### WHAT IS REQUIRED:
Repeat precisely, and only, the lines between the line containing "Tag one point on every instance of the teal t-shirt" and the end of the listing below, both ends included.

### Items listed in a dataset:
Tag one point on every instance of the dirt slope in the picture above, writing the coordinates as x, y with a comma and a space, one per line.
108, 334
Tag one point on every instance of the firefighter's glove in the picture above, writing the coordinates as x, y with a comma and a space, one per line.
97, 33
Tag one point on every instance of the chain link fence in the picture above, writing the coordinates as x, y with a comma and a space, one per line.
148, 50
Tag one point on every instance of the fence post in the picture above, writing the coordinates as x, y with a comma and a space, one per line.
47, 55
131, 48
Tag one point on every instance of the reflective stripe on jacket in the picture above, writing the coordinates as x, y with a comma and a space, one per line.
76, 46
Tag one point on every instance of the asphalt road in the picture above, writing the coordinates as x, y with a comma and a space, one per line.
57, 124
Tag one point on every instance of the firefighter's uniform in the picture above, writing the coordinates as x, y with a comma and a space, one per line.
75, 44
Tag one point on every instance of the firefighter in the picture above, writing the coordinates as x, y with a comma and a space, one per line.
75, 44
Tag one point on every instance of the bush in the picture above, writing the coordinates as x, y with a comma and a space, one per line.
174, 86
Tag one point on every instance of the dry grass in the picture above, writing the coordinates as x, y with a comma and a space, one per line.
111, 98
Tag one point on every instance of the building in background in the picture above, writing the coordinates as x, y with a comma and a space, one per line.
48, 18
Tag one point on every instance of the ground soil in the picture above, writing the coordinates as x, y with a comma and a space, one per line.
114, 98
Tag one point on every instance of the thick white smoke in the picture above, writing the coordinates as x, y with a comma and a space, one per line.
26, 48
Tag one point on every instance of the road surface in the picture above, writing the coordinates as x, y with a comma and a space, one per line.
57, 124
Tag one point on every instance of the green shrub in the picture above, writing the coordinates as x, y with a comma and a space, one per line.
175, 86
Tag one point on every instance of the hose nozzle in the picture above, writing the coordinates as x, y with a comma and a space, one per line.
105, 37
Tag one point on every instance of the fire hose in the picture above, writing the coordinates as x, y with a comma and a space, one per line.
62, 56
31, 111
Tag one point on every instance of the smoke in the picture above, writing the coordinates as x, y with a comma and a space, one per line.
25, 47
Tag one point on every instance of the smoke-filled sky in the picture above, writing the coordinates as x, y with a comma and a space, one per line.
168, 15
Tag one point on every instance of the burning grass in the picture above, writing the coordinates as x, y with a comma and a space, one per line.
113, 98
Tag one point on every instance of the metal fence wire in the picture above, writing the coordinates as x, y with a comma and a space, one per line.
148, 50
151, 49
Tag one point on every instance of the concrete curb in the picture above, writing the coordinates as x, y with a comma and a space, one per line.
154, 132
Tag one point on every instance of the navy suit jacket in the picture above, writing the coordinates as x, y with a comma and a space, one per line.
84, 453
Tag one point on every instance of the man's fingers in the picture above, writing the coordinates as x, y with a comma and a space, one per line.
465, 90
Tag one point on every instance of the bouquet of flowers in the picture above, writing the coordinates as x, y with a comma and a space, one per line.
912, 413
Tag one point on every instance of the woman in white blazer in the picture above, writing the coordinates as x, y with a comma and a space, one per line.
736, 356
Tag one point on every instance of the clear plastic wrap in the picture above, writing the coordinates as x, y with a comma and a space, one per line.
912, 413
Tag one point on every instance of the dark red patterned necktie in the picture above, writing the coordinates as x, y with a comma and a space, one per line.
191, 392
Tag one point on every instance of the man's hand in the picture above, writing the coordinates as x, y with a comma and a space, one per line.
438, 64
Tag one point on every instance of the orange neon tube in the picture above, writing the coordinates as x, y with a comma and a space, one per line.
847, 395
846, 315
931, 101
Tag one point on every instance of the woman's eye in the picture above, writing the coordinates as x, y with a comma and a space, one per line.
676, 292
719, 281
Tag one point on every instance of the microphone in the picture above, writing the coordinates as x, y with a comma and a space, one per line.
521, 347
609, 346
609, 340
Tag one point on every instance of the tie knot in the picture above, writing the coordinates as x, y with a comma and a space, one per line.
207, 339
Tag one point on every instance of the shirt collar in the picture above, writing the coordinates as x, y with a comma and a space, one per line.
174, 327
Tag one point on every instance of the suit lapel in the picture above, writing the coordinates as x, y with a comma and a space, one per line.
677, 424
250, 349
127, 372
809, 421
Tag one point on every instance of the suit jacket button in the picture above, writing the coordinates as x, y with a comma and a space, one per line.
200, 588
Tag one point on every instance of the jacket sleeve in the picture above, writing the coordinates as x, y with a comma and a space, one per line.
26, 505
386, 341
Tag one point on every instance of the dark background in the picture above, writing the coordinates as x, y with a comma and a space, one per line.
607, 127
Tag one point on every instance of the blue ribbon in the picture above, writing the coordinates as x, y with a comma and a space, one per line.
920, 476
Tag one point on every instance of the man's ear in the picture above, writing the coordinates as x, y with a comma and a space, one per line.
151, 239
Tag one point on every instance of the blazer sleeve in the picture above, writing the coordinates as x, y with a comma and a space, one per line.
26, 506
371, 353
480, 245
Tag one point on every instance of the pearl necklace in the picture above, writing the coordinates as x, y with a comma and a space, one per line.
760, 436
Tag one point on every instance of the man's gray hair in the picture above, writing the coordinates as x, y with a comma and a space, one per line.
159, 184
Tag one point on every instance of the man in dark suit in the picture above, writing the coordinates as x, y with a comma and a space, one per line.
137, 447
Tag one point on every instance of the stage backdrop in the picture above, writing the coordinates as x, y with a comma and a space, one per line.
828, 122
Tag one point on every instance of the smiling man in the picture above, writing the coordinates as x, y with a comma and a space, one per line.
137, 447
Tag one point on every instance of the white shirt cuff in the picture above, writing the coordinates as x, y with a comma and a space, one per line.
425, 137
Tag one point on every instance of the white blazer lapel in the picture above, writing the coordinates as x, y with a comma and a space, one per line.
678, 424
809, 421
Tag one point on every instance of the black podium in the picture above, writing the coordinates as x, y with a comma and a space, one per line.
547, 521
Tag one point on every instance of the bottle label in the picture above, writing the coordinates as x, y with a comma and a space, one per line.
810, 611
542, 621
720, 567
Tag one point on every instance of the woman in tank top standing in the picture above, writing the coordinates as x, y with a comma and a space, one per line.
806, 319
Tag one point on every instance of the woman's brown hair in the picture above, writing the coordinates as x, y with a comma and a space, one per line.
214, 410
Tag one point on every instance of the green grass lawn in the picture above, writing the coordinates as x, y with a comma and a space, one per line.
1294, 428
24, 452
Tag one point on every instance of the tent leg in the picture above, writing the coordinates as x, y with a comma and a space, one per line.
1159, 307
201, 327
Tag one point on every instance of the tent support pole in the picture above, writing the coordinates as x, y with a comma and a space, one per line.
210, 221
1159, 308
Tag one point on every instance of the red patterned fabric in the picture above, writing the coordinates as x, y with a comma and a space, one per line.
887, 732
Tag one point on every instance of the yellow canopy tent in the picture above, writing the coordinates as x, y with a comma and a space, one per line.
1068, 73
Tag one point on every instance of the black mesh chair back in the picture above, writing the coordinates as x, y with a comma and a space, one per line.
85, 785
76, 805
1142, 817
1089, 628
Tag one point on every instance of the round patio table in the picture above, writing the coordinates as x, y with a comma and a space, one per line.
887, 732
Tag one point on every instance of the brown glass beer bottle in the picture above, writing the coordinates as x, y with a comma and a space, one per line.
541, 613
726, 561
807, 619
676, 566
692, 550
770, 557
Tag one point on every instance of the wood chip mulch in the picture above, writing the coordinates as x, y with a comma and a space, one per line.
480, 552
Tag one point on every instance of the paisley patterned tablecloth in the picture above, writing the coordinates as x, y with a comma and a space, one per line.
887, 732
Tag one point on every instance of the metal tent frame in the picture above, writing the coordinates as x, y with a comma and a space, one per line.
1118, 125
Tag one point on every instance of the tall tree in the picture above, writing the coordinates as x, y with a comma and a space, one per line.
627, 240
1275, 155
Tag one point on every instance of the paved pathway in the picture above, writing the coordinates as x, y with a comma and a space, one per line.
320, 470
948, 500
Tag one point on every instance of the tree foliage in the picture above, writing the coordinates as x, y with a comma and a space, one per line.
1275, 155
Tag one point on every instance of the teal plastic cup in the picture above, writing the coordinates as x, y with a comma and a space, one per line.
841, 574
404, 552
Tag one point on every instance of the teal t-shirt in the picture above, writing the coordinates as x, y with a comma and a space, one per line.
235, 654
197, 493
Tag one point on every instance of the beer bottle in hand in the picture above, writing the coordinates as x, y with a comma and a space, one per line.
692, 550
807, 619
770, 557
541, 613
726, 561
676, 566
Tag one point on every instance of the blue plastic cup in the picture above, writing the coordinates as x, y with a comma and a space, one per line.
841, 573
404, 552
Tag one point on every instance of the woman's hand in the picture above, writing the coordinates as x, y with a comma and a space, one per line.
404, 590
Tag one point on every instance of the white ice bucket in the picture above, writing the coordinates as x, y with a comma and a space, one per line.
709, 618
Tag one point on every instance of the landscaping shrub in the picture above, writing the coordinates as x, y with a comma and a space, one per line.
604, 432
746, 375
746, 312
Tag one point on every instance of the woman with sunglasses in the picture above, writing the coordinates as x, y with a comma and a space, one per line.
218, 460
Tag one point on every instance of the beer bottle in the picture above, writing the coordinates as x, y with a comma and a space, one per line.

### SOLVED EXERCISE:
Tag one point on every instance of the teal t-shirt in the picture above, writing the coordinates as x, y with a comma and a space, one per line.
235, 654
197, 493
Tag one point on every instance of the beer bottle in hand in the picture above, writing the coordinates as x, y with a comma and a space, one per line.
692, 550
807, 619
770, 557
541, 613
726, 561
676, 566
Tag one point on every instance of the blue plastic cup in the picture above, writing the coordinates as x, y with a comma and a space, one per line.
841, 573
404, 552
Tag one point on every instance of the woman's hand in the picture above, writing the coordinates as x, y with a comma and a space, one per line.
404, 590
Tag one point on every instance of the white ice bucket in the picture above, writing the coordinates as x, y with a comma and a space, one per line.
709, 618
Tag one point on every instance of the landscaping shrub in the picture above, writing the coordinates as x, y with a comma and a space, one per line.
604, 432
746, 375
746, 312
Tag one point on every instance of the woman with sunglasses in the picture above, writing the coordinates as x, y with a comma and a space, one per line.
218, 460
Tag one point on every instance of the beer bottle in the picture above, writing the coordinates as x, y with a comma and a space, one per line.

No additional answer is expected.